__STORED DATA__.
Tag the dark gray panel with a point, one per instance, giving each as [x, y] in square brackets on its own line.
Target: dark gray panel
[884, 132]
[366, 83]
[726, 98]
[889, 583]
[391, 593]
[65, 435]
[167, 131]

__TASK INSTRUCTIONS__. Render every line of the data above as a numbered list, omitting any blank lines.

__PROBLEM SOLUTION__.
1. Tag the dark gray panel with a point, one per instance, giving each as [x, y] in square brackets on its own line.
2. Target: dark gray panel
3. [884, 132]
4. [366, 83]
5. [726, 98]
6. [889, 583]
7. [391, 593]
8. [65, 435]
9. [167, 131]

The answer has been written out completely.